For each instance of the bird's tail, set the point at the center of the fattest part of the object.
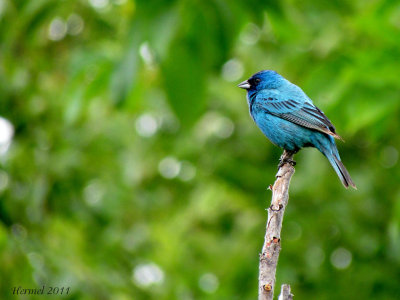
(333, 156)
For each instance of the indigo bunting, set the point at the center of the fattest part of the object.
(290, 120)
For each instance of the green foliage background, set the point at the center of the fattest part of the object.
(133, 150)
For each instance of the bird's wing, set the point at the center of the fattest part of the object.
(298, 110)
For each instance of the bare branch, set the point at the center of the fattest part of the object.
(285, 293)
(272, 241)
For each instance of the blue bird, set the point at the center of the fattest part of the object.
(290, 120)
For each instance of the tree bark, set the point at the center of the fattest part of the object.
(272, 241)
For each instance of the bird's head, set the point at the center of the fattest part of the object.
(266, 79)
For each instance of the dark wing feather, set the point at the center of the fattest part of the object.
(298, 111)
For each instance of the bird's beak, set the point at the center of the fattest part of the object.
(244, 85)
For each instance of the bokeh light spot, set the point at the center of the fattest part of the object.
(145, 275)
(341, 258)
(75, 24)
(209, 283)
(232, 70)
(169, 167)
(250, 34)
(146, 125)
(6, 134)
(57, 29)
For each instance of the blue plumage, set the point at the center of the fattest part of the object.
(290, 120)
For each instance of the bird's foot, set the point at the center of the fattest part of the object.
(286, 158)
(283, 161)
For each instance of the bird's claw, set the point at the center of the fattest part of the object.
(283, 161)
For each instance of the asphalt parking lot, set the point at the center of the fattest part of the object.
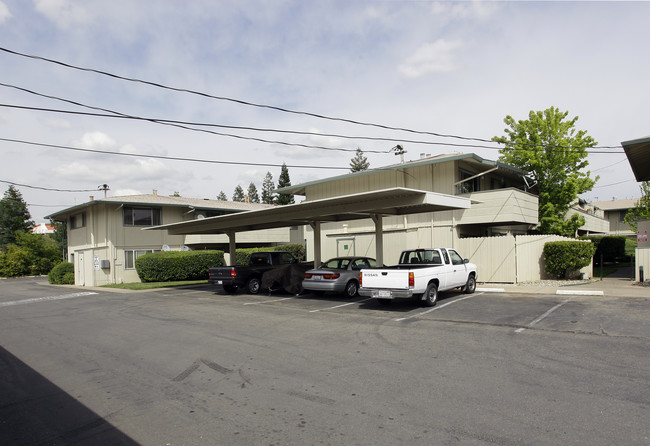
(199, 366)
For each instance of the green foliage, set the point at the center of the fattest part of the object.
(549, 148)
(242, 255)
(359, 162)
(642, 209)
(33, 254)
(167, 266)
(610, 247)
(565, 258)
(14, 217)
(253, 196)
(62, 274)
(267, 189)
(238, 195)
(284, 181)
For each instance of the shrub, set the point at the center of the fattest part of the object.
(242, 255)
(168, 266)
(62, 274)
(567, 257)
(610, 247)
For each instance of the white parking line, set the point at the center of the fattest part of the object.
(342, 305)
(519, 330)
(46, 298)
(268, 301)
(436, 308)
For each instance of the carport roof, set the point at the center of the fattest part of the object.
(638, 154)
(394, 201)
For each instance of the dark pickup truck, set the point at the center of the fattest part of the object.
(249, 277)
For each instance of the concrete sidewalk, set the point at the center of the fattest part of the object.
(609, 286)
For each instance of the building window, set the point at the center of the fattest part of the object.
(473, 185)
(132, 254)
(141, 216)
(78, 220)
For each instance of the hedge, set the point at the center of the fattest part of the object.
(609, 246)
(567, 257)
(62, 274)
(168, 266)
(242, 255)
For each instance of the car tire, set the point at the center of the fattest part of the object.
(470, 286)
(430, 296)
(230, 289)
(253, 285)
(351, 289)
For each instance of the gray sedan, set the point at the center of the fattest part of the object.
(338, 275)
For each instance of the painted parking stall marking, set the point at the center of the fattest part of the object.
(340, 306)
(435, 308)
(543, 316)
(46, 299)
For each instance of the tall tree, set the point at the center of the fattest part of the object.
(267, 189)
(253, 196)
(554, 153)
(284, 181)
(359, 162)
(14, 216)
(238, 195)
(642, 209)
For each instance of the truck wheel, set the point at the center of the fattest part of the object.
(230, 289)
(253, 285)
(430, 296)
(351, 289)
(470, 286)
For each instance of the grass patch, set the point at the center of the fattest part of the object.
(153, 285)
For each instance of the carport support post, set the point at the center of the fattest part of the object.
(232, 247)
(379, 239)
(315, 226)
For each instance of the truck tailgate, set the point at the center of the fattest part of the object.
(394, 279)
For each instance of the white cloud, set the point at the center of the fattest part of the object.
(62, 12)
(4, 12)
(436, 57)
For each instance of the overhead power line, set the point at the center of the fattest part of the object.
(238, 101)
(171, 158)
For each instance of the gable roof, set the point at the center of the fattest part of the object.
(299, 189)
(164, 201)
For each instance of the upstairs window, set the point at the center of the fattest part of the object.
(141, 216)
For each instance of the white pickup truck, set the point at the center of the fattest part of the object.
(420, 274)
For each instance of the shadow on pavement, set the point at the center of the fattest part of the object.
(34, 411)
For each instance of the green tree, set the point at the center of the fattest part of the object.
(238, 195)
(359, 162)
(284, 181)
(642, 209)
(14, 216)
(253, 196)
(267, 189)
(554, 153)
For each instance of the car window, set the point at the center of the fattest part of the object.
(456, 259)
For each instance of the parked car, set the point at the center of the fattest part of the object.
(338, 275)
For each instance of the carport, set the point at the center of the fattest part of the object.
(374, 205)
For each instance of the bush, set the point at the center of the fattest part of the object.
(62, 274)
(169, 266)
(242, 255)
(567, 257)
(610, 247)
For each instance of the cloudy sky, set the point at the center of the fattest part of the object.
(450, 68)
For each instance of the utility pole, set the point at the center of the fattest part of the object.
(399, 150)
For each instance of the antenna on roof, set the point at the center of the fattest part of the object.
(104, 187)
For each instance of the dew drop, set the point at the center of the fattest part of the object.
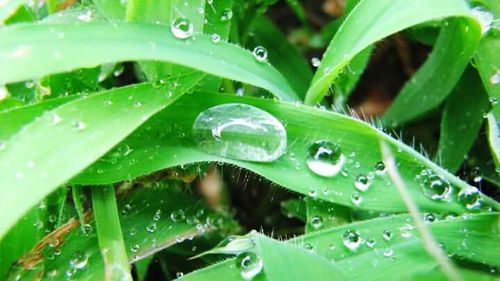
(227, 14)
(215, 38)
(435, 187)
(387, 235)
(181, 28)
(260, 53)
(249, 264)
(315, 62)
(356, 198)
(470, 197)
(494, 79)
(325, 158)
(316, 222)
(240, 131)
(78, 260)
(362, 183)
(352, 240)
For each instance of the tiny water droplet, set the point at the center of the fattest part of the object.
(215, 38)
(181, 28)
(249, 264)
(227, 14)
(240, 131)
(78, 260)
(315, 62)
(470, 197)
(260, 53)
(387, 235)
(352, 239)
(316, 222)
(325, 158)
(362, 183)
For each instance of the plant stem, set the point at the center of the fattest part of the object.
(109, 234)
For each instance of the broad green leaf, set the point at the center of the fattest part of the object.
(159, 145)
(399, 257)
(109, 234)
(461, 120)
(8, 8)
(282, 55)
(32, 163)
(137, 217)
(437, 77)
(28, 51)
(371, 21)
(282, 259)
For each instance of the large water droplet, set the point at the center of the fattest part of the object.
(181, 28)
(325, 158)
(352, 239)
(260, 53)
(249, 264)
(470, 197)
(240, 131)
(435, 187)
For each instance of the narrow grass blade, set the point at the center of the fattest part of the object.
(32, 163)
(27, 51)
(433, 82)
(109, 234)
(461, 120)
(371, 21)
(172, 146)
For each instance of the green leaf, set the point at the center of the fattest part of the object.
(439, 74)
(461, 121)
(109, 234)
(88, 128)
(29, 50)
(137, 212)
(406, 255)
(371, 21)
(282, 259)
(159, 145)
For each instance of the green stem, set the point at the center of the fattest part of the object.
(109, 234)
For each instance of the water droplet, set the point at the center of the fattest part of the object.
(240, 131)
(371, 243)
(352, 239)
(315, 62)
(435, 187)
(356, 198)
(78, 260)
(227, 14)
(484, 17)
(494, 79)
(316, 222)
(260, 53)
(177, 216)
(387, 235)
(151, 227)
(181, 28)
(388, 252)
(325, 158)
(79, 125)
(362, 183)
(215, 38)
(249, 264)
(470, 197)
(380, 168)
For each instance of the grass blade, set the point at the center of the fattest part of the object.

+++++

What you are asked to do:
Starting at the line that contains "For each instance of the green leaf, set", retype each line through the end of the listing above and nothing else.

Task solution:
For each instance of the green leaf, set the point at the center of the fattest part of the object.
(439, 74)
(461, 121)
(109, 234)
(88, 128)
(29, 50)
(137, 212)
(406, 255)
(371, 21)
(282, 259)
(159, 145)
For each instance of the green stem, set the point at the center of the fattest part of the object.
(109, 234)
For each instance of the water droplet, set the point at the center of the fattest part of the object.
(240, 131)
(371, 243)
(352, 239)
(315, 62)
(435, 187)
(356, 198)
(78, 260)
(227, 14)
(484, 17)
(494, 79)
(316, 222)
(260, 53)
(177, 216)
(387, 235)
(151, 227)
(181, 28)
(388, 252)
(325, 158)
(79, 125)
(362, 183)
(215, 38)
(249, 264)
(470, 197)
(380, 168)
For each instance of the grass blade, set the point at the center of the fattest part of the object.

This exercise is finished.